» THE INPUT:
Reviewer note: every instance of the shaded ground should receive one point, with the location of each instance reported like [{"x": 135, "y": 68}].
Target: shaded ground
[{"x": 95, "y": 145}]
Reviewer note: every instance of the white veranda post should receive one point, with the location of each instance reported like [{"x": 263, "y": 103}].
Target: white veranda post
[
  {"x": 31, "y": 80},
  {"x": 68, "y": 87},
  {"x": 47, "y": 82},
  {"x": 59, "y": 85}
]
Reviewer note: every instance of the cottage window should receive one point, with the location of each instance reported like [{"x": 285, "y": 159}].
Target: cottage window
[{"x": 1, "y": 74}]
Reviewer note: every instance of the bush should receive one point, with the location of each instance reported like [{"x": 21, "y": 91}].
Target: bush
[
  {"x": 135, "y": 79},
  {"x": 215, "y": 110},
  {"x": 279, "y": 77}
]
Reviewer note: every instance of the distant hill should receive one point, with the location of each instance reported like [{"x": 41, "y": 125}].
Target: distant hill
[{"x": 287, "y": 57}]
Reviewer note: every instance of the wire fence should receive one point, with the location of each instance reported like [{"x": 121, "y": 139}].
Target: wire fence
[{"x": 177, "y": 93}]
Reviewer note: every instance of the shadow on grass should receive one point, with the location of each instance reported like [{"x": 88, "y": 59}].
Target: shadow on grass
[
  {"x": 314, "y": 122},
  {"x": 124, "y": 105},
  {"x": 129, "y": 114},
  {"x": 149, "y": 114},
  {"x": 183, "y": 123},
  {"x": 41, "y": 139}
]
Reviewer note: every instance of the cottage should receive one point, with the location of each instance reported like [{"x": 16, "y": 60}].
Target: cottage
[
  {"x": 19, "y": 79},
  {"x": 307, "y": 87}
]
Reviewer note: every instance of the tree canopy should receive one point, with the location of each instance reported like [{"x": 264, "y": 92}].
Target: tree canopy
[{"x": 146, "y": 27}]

» BRIEF:
Look through the listing, and copy each line that contains the word "like".

» TASK RESULT:
Reviewer note: every instance of the shaded ground should receive one point, with the location of each instance reported like [{"x": 135, "y": 68}].
Reviewer note: every instance of the white veranda post should receive one point, with the location of each instance reported like [{"x": 263, "y": 103}].
Reviewer note: every instance of the cottage window should receive one point, with the location of each instance reported like [{"x": 285, "y": 159}].
Reviewer note: every instance of the bush should receive one point, with the location of each instance reported like [{"x": 21, "y": 91}].
Reviewer note: every instance of the distant hill should receive one point, with the location of each instance reported like [{"x": 41, "y": 125}].
Reviewer note: every instance of the wire fence should receive one point, with the location of each instance reported like [{"x": 121, "y": 139}].
Reviewer note: every instance of the shadow on grass should receive one point, with the location of each instance reported like [{"x": 88, "y": 59}].
Reviewer note: every instance of the cottage should receive one point, with the location of each instance reported like [{"x": 16, "y": 60}].
Reviewer note: every instance of the tree canopy should receive one point, with the location of each instance reported like [{"x": 264, "y": 92}].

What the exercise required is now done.